-------- Extrait de page

Comment est-ce possible? Pour comprendre, on a remonté le fil de la vie d'un livre. Les ouvrages tout beaux tout neufs arrivent bien empaquetés dans les commerces. Les premiers exemplaires ont la chance de sortir des cartons pour voir la lumière des néons de leur librairie d'adoption. Certains restent encore un peu, ou pour toujours, au chaud dans leur carton. Leur espérance de vie ici est à peine plus élevée que celle des aventuriers de «Koh-Lanta»: deux mois, c'est déjà pas mal. Des bouquins partent en quelques heures dans les bras d'un lecteur, mais d'autres se défraîchissent sur le bord de l'étagère.
Après plusieurs semaines, le libraire –pris dans le cercle frénétique des nouvelles sorties littéraires– estime qu'il a assez donné leur chance à ces ouvrages et qu'il faut laisser la place aux nouveaux. «Les livres sont des produits frais avec une date de péremption», ose Gilles Colleu, éditeur indépendant (éditions Vents d'ailleurs et imprimerie Yenooa), dans le rapport du Basic. Alors, le libraire les renvoie à la maison d'édition et à son distributeur pour se faire rembourser. Quand on lui demande où partent ces livres, il préfère expédier la discussion: il ne sait pas, ce n'est pas lui qui gère ça, il n'a pas le recul nécessaire...

----------------
-------- Entrées fournies

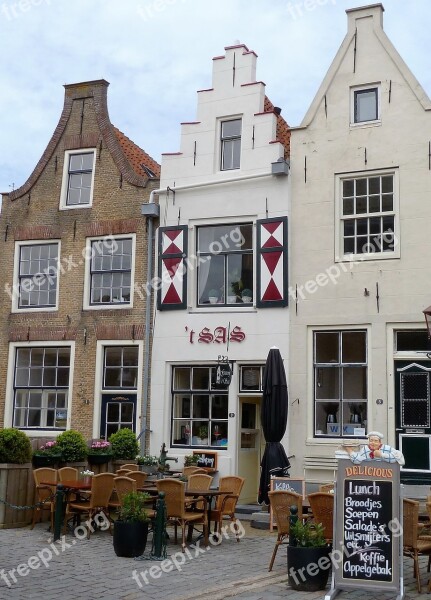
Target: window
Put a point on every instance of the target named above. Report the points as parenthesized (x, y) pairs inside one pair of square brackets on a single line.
[(368, 216), (41, 387), (365, 104), (120, 368), (78, 179), (199, 408), (340, 383), (225, 259), (37, 276), (111, 271), (230, 144)]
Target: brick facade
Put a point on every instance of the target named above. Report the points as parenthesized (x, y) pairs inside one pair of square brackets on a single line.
[(32, 213)]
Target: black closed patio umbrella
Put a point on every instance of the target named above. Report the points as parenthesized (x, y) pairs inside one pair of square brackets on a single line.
[(273, 416)]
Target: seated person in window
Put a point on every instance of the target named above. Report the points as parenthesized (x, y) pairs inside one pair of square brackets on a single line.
[(375, 450)]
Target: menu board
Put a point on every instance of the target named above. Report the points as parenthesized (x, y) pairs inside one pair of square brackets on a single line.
[(367, 526)]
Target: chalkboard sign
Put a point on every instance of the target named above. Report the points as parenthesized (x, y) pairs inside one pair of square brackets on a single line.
[(367, 527), (207, 459), (285, 484)]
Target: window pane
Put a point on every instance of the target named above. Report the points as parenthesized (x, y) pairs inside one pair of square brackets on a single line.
[(327, 347)]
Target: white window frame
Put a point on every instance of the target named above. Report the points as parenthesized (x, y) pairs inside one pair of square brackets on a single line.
[(363, 88), (99, 390), (340, 256), (87, 276), (65, 179), (10, 398), (14, 291), (222, 141), (311, 331)]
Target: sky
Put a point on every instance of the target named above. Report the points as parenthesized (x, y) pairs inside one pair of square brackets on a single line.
[(156, 54)]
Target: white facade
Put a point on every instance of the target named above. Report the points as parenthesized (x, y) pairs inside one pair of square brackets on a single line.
[(200, 194), (361, 171)]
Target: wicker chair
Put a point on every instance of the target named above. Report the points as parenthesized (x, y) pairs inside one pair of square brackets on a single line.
[(176, 508), (139, 477), (322, 507), (281, 501), (226, 503), (43, 492), (413, 545), (198, 481), (327, 487), (102, 486)]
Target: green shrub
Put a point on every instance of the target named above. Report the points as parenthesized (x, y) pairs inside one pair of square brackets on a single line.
[(124, 444), (72, 446), (133, 507), (15, 447)]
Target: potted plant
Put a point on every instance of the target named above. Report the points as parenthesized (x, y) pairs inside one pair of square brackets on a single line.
[(100, 452), (131, 526), (246, 295), (308, 570), (47, 455), (15, 477), (73, 446), (213, 296), (191, 460), (148, 463), (124, 444)]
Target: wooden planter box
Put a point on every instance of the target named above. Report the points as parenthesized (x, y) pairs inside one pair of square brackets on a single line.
[(16, 487)]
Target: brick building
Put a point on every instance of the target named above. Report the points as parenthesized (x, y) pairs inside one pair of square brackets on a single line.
[(73, 270)]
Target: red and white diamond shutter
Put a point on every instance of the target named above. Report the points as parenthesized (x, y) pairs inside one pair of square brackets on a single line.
[(272, 262), (172, 293)]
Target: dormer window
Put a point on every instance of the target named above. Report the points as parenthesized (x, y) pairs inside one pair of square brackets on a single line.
[(365, 104), (78, 178), (230, 144)]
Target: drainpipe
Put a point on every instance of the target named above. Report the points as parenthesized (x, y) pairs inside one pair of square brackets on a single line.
[(151, 210)]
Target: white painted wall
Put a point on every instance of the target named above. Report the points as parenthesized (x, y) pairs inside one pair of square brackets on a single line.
[(331, 145)]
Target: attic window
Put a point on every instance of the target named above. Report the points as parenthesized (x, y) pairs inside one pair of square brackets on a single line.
[(365, 104), (78, 179)]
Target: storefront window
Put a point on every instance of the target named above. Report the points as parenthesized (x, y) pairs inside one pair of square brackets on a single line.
[(340, 383), (199, 408)]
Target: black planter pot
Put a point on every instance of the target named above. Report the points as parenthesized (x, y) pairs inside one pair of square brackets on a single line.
[(130, 538), (304, 571), (45, 461), (98, 459)]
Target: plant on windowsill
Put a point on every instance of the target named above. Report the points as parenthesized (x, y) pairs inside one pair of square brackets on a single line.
[(246, 295), (131, 526), (72, 446), (307, 545), (148, 463), (125, 446), (213, 296), (100, 452), (47, 455)]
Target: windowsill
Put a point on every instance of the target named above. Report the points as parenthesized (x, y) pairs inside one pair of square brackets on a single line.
[(365, 257), (74, 206), (364, 124)]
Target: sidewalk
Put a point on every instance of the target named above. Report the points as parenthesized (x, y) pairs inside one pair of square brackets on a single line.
[(89, 570)]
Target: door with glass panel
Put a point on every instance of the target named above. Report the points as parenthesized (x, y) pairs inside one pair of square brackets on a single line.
[(413, 418)]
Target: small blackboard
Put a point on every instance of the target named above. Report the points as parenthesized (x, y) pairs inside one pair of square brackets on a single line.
[(366, 526), (207, 459), (285, 484)]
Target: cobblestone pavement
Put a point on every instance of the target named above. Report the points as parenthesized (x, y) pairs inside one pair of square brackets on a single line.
[(35, 568)]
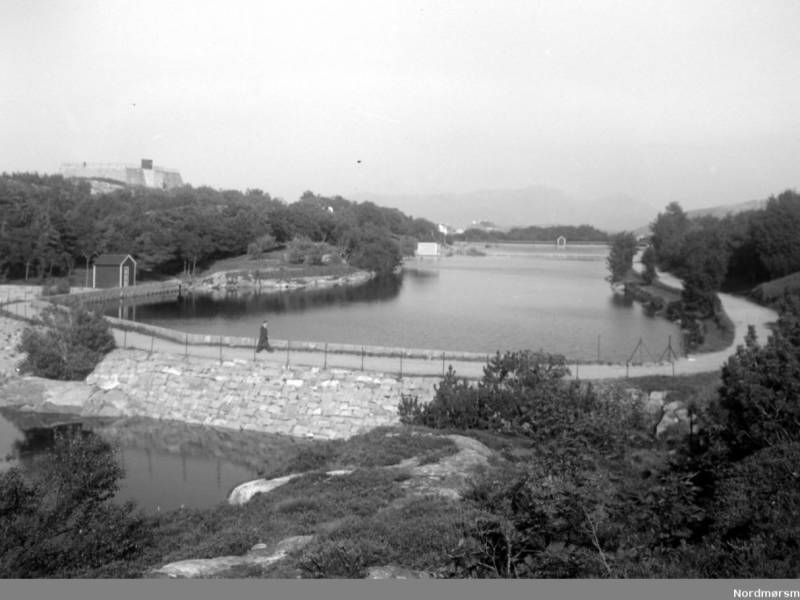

----------------

> _Votre objectif_: Recopiez le passage du texte sur la vie d'un livre en commençant par « Après plusieurs semaines, le » et en allant jusqu'à « le recul nécessaire... », et remplacez « libraire » par « vendeur ».

> _Résultat de l'exercice_:
Après plusieurs semaines, le vendeur –pris dans le cercle frénétique des nouvelles sorties littéraires– estime qu'il a assez donné leur chance à ces ouvrages et qu'il faut laisser la place aux nouveaux. «Les livres sont des produits frais avec une date de péremption», ose Gilles Colleu, éditeur indépendant (éditions Vents d'ailleurs et imprimerie Yenooa), dans le rapport du Basic. Alors, le vendeur les renvoie à la maison d'édition et à son distributeur pour se faire rembourser. Quand on lui demande où partent ces livres, il préfère expédier la discussion: il ne sait pas, ce n'est pas lui qui gère ça, il n'a pas le recul nécessaire...